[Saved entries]
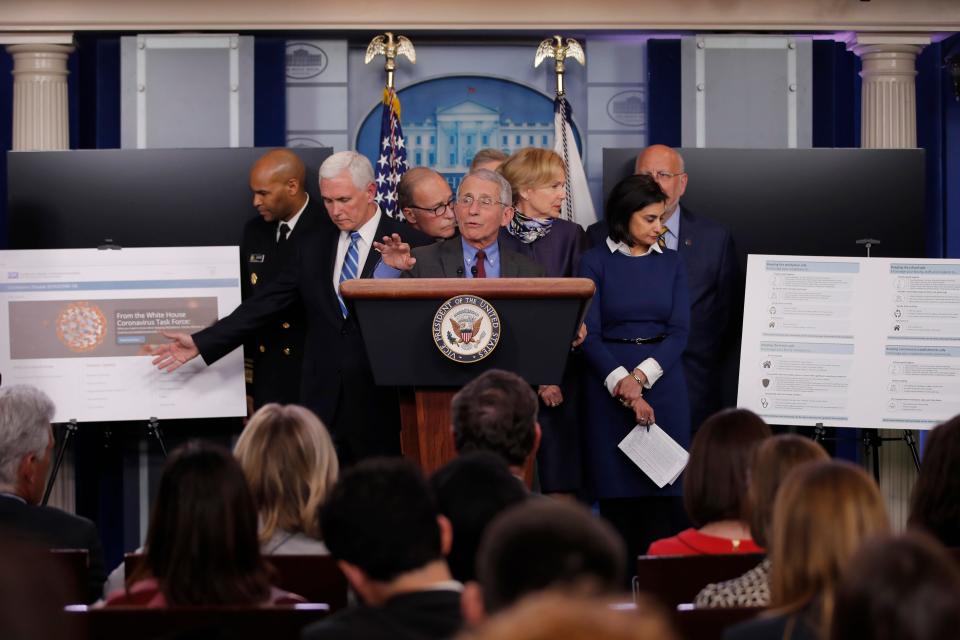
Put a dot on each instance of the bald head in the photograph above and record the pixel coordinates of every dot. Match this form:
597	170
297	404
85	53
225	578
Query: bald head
665	165
277	183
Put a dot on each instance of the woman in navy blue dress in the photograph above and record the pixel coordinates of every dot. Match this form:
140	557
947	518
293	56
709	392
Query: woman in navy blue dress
538	180
636	331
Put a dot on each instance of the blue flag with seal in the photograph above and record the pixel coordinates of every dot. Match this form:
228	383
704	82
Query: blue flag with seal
391	163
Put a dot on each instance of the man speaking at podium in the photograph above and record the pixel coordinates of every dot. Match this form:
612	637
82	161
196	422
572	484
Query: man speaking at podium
482	206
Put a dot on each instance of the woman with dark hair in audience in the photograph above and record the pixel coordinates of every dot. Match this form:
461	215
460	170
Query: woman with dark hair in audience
772	460
538	180
715	487
637	329
823	513
202	546
905	588
935	506
288	458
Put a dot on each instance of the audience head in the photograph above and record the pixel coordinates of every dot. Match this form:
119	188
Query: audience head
202	542
348	189
773	459
290	464
822	514
471	490
496	411
545	545
715	481
276	181
483	205
381	522
26	441
935	506
905	588
538	179
549	616
425	199
631	205
488	159
665	165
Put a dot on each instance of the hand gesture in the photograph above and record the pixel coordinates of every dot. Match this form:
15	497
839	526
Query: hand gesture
395	252
550	394
173	355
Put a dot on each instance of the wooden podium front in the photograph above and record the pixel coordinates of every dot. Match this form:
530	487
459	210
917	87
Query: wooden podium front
538	317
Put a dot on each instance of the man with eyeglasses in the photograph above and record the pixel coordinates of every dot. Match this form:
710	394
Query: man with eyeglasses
712	278
482	207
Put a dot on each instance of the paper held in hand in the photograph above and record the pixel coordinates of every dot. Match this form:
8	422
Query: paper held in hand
656	453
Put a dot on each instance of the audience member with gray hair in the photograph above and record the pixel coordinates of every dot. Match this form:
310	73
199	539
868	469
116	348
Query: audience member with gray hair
483	206
26	445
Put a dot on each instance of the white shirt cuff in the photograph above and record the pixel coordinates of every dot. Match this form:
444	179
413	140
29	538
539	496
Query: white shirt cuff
651	368
614	377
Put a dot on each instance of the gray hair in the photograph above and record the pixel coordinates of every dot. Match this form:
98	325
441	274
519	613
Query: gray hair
506	193
357	165
25	416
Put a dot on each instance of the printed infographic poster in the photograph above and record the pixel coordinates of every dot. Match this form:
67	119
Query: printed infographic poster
851	342
79	324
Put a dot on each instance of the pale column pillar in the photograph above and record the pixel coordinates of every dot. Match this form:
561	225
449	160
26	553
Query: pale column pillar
888	120
888	99
40	107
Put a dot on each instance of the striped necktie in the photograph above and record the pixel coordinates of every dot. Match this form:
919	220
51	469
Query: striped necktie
351	266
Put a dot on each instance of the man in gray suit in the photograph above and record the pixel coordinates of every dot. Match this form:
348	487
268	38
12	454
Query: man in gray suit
483	205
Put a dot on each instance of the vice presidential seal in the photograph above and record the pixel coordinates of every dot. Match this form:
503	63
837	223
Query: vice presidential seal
466	328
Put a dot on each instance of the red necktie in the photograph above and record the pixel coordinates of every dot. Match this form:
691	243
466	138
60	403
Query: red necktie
481	268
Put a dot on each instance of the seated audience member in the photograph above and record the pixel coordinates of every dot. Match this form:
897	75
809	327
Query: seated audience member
715	487
202	547
488	159
471	490
544	545
290	464
550	616
497	411
823	513
382	526
905	588
26	446
935	505
773	459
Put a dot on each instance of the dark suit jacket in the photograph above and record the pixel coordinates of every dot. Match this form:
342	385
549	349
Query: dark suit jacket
715	298
274	357
56	529
336	380
423	615
445	260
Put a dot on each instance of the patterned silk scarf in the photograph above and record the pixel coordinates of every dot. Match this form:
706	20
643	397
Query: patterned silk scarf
528	229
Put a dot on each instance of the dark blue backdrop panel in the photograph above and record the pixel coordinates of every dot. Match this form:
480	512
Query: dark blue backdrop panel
663	92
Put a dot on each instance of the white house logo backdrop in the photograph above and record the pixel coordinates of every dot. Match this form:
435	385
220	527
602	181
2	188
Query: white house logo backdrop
466	328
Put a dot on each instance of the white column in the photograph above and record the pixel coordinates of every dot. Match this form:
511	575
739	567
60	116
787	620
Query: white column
40	108
888	100
888	120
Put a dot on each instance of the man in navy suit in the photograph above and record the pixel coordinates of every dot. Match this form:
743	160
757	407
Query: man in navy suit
336	379
712	276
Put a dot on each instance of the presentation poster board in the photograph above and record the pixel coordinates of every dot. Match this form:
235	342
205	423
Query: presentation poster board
851	342
79	323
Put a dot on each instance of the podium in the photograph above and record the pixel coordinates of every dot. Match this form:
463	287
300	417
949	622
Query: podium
427	337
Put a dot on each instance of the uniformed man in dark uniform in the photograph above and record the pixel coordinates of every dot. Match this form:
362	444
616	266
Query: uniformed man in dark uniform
274	358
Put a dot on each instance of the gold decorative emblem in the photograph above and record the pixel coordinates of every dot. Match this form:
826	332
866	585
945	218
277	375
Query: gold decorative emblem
466	328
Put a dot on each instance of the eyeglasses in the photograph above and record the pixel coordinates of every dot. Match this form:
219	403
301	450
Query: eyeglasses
662	175
485	202
437	210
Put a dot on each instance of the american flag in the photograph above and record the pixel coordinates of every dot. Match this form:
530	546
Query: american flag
392	163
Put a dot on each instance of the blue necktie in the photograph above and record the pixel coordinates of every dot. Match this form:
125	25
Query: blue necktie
351	267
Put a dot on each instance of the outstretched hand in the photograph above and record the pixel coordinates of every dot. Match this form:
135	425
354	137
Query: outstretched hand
173	355
395	252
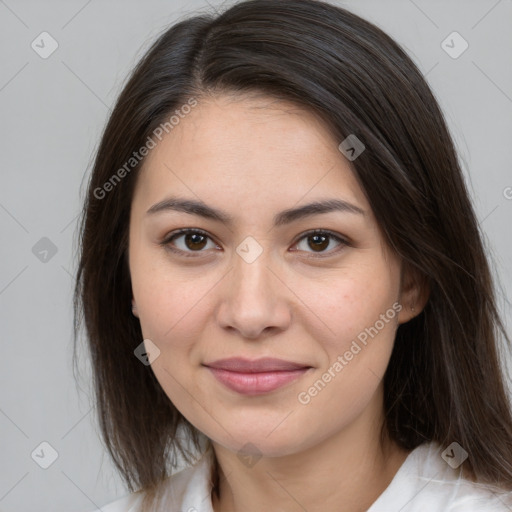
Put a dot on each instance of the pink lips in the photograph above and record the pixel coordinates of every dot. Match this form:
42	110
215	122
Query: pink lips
255	377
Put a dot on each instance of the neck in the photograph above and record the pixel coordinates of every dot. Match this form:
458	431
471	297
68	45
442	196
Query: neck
350	469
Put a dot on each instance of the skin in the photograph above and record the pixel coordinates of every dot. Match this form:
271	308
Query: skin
254	157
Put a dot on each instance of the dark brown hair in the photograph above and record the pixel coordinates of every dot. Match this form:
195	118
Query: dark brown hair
444	380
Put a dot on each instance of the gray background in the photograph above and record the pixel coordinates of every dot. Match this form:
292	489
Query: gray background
52	114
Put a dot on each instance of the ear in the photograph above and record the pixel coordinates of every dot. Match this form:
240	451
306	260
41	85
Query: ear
414	293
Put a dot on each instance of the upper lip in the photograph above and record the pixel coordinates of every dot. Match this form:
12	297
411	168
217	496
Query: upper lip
265	364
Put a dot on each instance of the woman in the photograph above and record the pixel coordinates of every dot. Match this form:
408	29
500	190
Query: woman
283	281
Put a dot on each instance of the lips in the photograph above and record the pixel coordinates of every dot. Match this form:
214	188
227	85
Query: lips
256	377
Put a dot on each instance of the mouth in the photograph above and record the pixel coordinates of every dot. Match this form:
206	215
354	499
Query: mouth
256	377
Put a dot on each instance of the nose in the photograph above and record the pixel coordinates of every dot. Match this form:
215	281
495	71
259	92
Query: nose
254	299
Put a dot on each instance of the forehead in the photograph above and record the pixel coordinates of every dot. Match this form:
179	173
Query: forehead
244	149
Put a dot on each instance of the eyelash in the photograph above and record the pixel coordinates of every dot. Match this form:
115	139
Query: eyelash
190	254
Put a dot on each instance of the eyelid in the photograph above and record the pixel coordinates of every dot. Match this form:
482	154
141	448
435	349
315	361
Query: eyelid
343	241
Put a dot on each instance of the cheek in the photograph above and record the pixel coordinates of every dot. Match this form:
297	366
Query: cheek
347	305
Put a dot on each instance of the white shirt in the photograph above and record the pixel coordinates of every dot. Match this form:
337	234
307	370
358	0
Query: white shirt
424	482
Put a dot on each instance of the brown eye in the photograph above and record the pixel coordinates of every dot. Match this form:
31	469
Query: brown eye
195	241
186	242
317	241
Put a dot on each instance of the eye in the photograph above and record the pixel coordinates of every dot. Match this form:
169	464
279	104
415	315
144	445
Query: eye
319	240
190	241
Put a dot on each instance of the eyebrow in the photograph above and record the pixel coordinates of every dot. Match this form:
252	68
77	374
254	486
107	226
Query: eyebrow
288	216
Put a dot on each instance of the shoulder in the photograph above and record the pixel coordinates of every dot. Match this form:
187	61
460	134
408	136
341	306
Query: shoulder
425	481
187	489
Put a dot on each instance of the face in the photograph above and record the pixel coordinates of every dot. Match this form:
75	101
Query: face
253	282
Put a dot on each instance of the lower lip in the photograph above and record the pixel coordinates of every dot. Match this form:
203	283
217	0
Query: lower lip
256	383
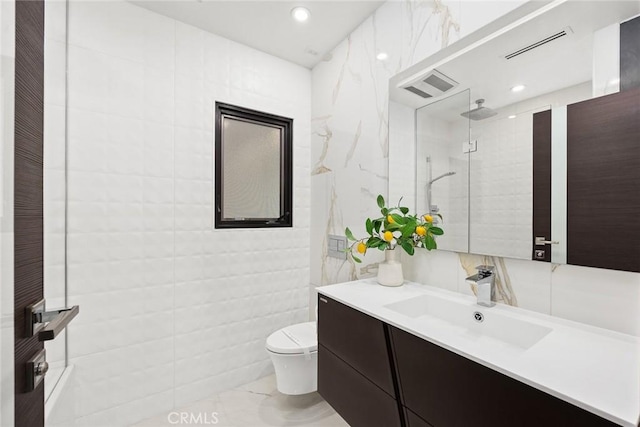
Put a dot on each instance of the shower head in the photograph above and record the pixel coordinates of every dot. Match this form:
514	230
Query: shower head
441	176
480	112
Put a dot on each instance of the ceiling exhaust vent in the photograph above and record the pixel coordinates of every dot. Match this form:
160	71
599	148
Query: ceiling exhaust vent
562	33
431	85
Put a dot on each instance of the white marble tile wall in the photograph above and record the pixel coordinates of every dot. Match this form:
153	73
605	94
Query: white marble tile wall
501	178
350	139
350	147
54	177
171	310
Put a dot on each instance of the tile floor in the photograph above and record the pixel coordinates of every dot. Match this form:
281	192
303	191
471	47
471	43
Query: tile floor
252	405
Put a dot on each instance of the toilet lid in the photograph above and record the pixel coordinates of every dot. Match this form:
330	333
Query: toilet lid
294	339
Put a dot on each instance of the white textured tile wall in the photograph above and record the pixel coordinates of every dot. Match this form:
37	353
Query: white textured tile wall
172	310
349	165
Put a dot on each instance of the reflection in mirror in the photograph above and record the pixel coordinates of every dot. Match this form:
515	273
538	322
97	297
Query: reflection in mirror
253	168
559	55
442	167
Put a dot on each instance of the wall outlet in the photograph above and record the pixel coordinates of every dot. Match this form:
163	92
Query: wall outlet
336	246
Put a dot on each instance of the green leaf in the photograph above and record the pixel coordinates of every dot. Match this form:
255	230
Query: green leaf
430	242
398	219
408	248
437	231
349	234
373	242
408	230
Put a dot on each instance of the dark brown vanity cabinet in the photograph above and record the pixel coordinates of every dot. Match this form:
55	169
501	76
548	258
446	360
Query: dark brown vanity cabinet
446	389
375	375
354	371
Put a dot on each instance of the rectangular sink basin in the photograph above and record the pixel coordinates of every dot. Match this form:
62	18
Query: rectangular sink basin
473	321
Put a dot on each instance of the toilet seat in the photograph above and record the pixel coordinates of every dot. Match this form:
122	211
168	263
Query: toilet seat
295	339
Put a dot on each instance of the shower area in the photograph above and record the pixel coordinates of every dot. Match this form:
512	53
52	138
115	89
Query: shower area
474	167
442	170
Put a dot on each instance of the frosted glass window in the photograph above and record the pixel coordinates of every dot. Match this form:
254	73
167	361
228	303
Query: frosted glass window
253	168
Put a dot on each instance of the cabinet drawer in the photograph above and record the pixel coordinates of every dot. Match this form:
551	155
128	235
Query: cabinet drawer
447	389
413	420
355	398
357	339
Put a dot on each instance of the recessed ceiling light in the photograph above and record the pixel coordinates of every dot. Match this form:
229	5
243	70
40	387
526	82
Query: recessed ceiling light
300	13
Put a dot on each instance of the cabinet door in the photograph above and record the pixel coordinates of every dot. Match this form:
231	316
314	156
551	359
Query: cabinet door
355	398
357	339
603	171
449	390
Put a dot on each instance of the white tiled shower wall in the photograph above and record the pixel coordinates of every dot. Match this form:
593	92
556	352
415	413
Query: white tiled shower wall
350	150
171	309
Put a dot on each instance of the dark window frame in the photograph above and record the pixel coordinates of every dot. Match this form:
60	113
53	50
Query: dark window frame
286	167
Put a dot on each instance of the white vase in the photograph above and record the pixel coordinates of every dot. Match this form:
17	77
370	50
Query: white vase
390	271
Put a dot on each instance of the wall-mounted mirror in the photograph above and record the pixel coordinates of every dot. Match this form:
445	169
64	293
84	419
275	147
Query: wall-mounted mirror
539	57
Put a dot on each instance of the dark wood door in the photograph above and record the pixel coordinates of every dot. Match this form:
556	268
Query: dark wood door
28	202
541	184
603	172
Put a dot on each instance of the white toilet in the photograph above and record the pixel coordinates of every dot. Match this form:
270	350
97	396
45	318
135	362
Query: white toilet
294	354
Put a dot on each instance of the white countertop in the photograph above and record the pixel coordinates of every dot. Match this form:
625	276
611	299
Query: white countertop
593	368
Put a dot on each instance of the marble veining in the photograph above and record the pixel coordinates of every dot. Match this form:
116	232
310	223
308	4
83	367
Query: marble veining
326	134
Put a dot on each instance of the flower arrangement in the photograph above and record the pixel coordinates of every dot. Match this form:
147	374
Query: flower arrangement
395	227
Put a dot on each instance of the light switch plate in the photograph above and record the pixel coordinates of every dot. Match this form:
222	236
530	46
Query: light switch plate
336	246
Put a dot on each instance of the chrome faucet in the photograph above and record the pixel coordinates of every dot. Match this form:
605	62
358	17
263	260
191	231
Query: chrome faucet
485	284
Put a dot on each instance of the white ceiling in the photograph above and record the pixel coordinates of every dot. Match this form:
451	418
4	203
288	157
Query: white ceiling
268	26
561	63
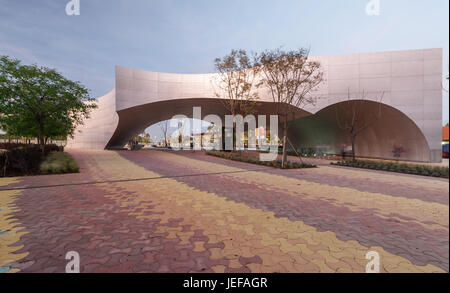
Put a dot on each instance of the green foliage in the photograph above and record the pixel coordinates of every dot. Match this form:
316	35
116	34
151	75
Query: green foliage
398	168
59	163
255	160
39	102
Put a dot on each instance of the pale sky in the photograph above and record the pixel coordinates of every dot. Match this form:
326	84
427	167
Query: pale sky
184	36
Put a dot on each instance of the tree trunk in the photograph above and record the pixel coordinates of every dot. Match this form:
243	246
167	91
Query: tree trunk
42	139
284	159
353	148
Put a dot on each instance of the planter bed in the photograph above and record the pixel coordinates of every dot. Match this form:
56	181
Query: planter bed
256	161
422	170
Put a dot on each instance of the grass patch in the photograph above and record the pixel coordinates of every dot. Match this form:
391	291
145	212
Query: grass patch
256	161
441	172
59	163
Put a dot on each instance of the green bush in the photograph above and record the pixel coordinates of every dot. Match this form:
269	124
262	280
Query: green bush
254	160
423	170
59	163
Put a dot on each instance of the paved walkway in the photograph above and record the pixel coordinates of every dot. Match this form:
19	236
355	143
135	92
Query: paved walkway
188	212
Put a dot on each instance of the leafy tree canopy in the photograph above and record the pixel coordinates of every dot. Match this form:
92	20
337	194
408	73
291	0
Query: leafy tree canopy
40	102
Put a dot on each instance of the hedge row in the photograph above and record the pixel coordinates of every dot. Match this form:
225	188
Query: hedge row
23	159
255	160
59	163
398	168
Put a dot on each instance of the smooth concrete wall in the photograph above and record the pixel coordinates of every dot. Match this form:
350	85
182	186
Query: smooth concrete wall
100	127
410	81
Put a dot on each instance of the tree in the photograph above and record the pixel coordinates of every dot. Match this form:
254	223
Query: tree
39	102
164	126
351	117
290	78
236	85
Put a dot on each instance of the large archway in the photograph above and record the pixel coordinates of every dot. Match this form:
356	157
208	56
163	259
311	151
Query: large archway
135	120
392	129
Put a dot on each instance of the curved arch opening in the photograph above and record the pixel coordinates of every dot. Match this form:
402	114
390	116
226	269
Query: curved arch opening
392	131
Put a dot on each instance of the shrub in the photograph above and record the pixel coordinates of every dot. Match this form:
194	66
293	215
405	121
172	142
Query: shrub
398	168
59	163
254	160
23	159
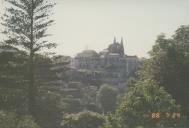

* ASSIGNMENT *
Would you please copy exactly the part of the entries above that begins at the line containing "Put a dot on each instance of the dark suit" and ends at the line containing "Put a dot on each instance of the patterned", both lines included?

* ANSWER FOR THIS EXERCISE *
Put a dot on each instance of the dark suit jacket in the photograph above and record the pixel coordinates of every dot. Match this form:
342	385
549	349
Query: dark suit jacket
715	298
274	357
56	529
336	380
423	615
445	260
Put a dot on each instance of the patterned silk scarf in the photograph above and record the pixel coordinates of every dot. Match this form:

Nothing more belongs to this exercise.